> [Given information]:
:::

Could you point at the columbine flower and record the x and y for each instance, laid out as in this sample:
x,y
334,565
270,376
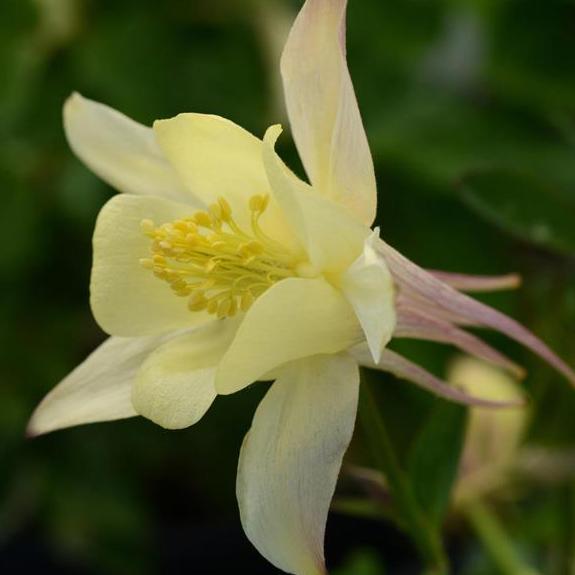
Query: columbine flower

:::

> [About this task]: Pictures are to be excluded; everything else in the records must be reproduced exactly.

> [Problem solution]:
Could you point at the columbine flower and record the x and y for each instance, laid out as in this sample:
x,y
334,565
270,376
Query: columbine flower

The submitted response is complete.